| WHAT THE TASK ASKS |
Rewrite the text of each item below, changing every "speckled" to "mottled" and leaving everything else the same. Omit the pictures.

| LISTED RECORDS |
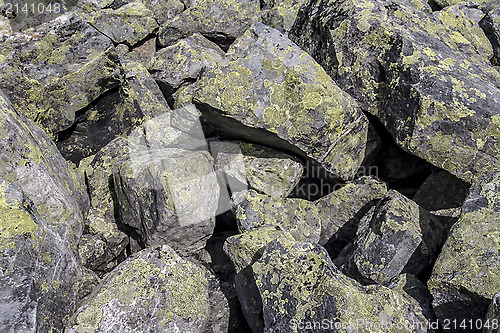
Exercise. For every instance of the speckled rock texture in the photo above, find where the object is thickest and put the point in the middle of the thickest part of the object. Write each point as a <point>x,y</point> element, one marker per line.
<point>267,83</point>
<point>465,275</point>
<point>425,81</point>
<point>153,291</point>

| TASK OUTPUT |
Exercise. For every instance of the mottled rock texture in the photo above, find where the object is thickest and put the point in the middle of the thickest part of the object. Write each point as a <point>x,y</point> element, one marker per line.
<point>267,83</point>
<point>465,275</point>
<point>425,81</point>
<point>153,291</point>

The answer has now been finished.